Our main objective is to locate the site described by Rodney Seppelt (Seppelt et al., 1999), the famous Antarctic botanist that Jurek met last season, who described an exposure where penguin bones were eroding out of the hillside. Armed with a photo Xeroxed from his paper, I surveyed the beach terminus below the terrace and quickly found the site. In a horizon far below the terrace surface, a half-meter thick layer is exposed that is dense with bone, but the deposit is very different from the mound deposits as it is full of bone and dense with feathers, but contains no shells or ornithogenic soil. It appears that this is a deposit preserving a molt site of unknown age, containing bones of almost all adult-sized birds and feathers, but no nests. Steve sampled the site, collecting bones from the lowest, middle, and highest levels, as it’s important to find out how old the deposit is, and how it relates in time to the pebble mounds on the terrace above. But the size of the colony that must have covered the upper terrace was the biggest surprise, it was apparently once a very large colony. While we investigated the Seppelt exposure, Jurek was sampling the lush vegetation on the slopes above.

-------------------------

Problem set =>
1. Answer these about the Seppelt exposure passage:
(a) Who described the exposure where penguin bones were eroding out of the hillside?
(b) How thick is the bone-dense layer exposed below the terrace surface?
(c) From which levels of the deposit did Steve collect bones?
2. Continue the Seppelt exposure passage from its final sentence onward.

-------------------------

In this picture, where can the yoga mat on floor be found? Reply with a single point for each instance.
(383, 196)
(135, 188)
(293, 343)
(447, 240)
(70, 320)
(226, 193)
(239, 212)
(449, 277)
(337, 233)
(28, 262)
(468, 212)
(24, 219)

-------------------------

Task-by-task outputs =>
1.
(a) Rodney Seppelt.
(b) Half a meter.
(c) The lowest, middle, and highest levels.

2.
Our next step was to excavate a test pit in the terrace colony site. Steve chose one of the deepest parts of the bisected deposit for Beaufort Island Site 1. The terraces are covered with roosting skuas, and this lone sentinel stood guard as we dug. As we screened the sediments, I was once again struck with the amazing natural sculptures surrounding us that form from a stew of icebergs, sea ice, and sea water. As a final task for our first field day, we entered the new satellite colony to collect eggshells for isotope work. This colony is small, but seems to be doing well with a large number of healthy-looking chicks, including this content mother (father?), and relatively close access to open water regardless of the presence of B15K. Too quickly our day was gone, and Wendy and Monica flew in right on time. In the afternoon sun, the views of the cloud-shrouded peaks on Ross Island were spectacular, such as Mount Bird and Mount Erebus. Our speedy flight quickly returned us to McMurdo, and we were back in plenty of time for dinner. Although we hoped to return to Beaufort today, the weather was alas uncooperative again, with fog, clouds, and a bit more snow. As I write this, the clouds seem to be lifting and the afternoon conditions improving, so hopefully tomorrow………

Addendum, Thursday, January 13, 2005

Well, the forecast was a bit off, with more foggy/snowy/cloudy weather today prohibiting the helos from flying. But there is a good bit of buzz going on down here about a big collision that is about to take place. The largest part of the iceberg that broke off the Ross Ice Shelf a couple of years ago, Iceberg B15A, has been drifting northward and will be running into the massive Drygalski Ice Tongue any day now. See this NASA web page for more details, but the date for the impact is now predicted to be Saturday, the 15th, and we are scheduled to fly up to Mario Zucchelli Station on Monday the 17th, so we will fly right over the impact zone and should get a chance to see what happened. I'll post some images of this and more as soon as I get a chance.

Reference: Seppelt, R., Green, T. G. A., and Skotnicki, M. (1999). Notes on the flora, vertebrate fauna and biological sigificance of Beaufort Island, Ross Sea, Antarctica. Polarforschung 66, 53-59.